» **ЗАДАНИЕ**:
Ответьте на вопросы по фрагменту о словесном языке:
1. Почему, согласно фрагменту, у языка вообще нет мыслимого начала?
2. От чего и к чему снова перешла австралийская динго, согласно сноске?
3. Чем названа словесная речь в образе древа звуковых языков?

» **ИЗВЛЕЧЁННЫЙ ТЕКСТ**:
==========
Закат Европы. Том 2. Всемирно-исторические перспективы - Шпенглер Освальд. Страница 43

11

Из всех закосневших знаков ни один не сделался более чреват следствиями, чем тот, который мы в нынешнем его состоянии называем «словом». Несомненно, слово относится к чисто человеческой истории языка, однако представление о «происхождении словесного языка» – как оно систематически мыслится и рассматривается со всеми следующими отсюда выводами – столь же лишено смысла, как и представление об исходном пункте, с которого начался язык вообще. У этого последнего нет никакого мыслимого начала потому, что он дан сразу же, вместе с сущностью микрокосма, и в нем содержится, у словесного же языка начала нет потому, что им предполагается наличие уже весьма совершенных языков сообщения, в спокойно развивающейся картине которых он занимает место лишь отдельного момента, достигающего преобладания лишь очень и очень медленно. Ошибка столь противоположных друг другу теорий, как теории Вундта и Есперсена*,

* Подобные фразам комплексы звуков известны уже собакам Когда австралийская динго, сделав шаг назад от домашнего животного к хищнику, вновь перешла от лая к волчьему вою, это вполне возможно толковать как переход к куда более простым звуковым знакам, однако со «словами» это не имеет ничего общего

заключается в том, что они исследуют речь, осуществляемую посредством слов, как нечто всецело новое и существующее само по себе, что с неизбежностью приводит к абсолютно неверной психологии. Между тем словесная речь – это нечто чрезвычайно позднее и отпочковавшееся, последний цвет на древе звуковых языков, а вовсе не молодой побег.
==========
» **ИСХОДНЫЕ ДАННЫЕ**:
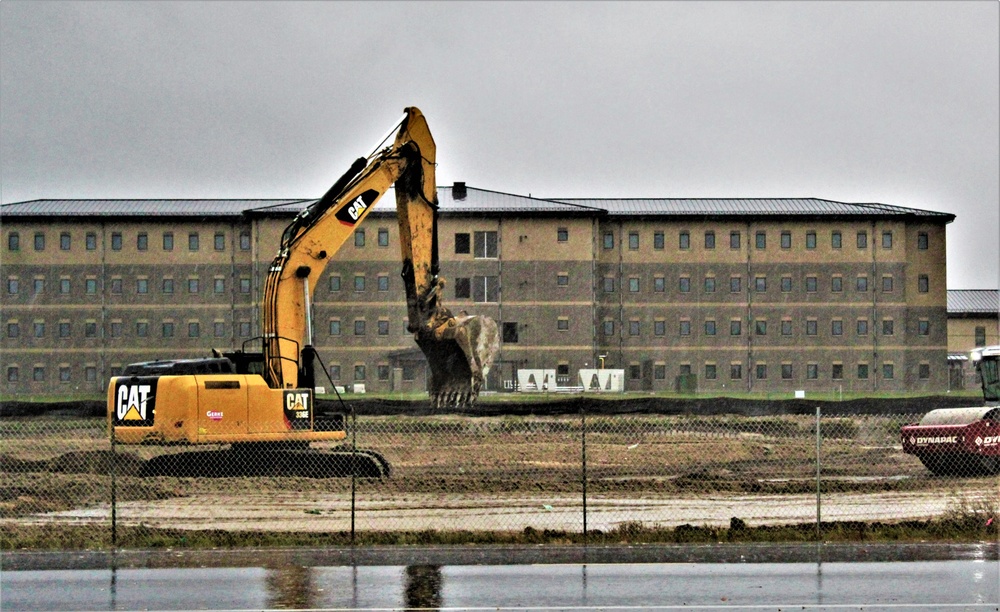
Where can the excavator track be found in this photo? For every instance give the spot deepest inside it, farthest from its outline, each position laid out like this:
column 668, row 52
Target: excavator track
==========
» **ОТВЕТ**:
1. Потому что язык дан сразу же, вместе с сущностью микрокосма, и в нем содержится.
2. От лая к волчьему вою.
3. Последним цветом на древе звуковых языков, а вовсе не молодым побегом.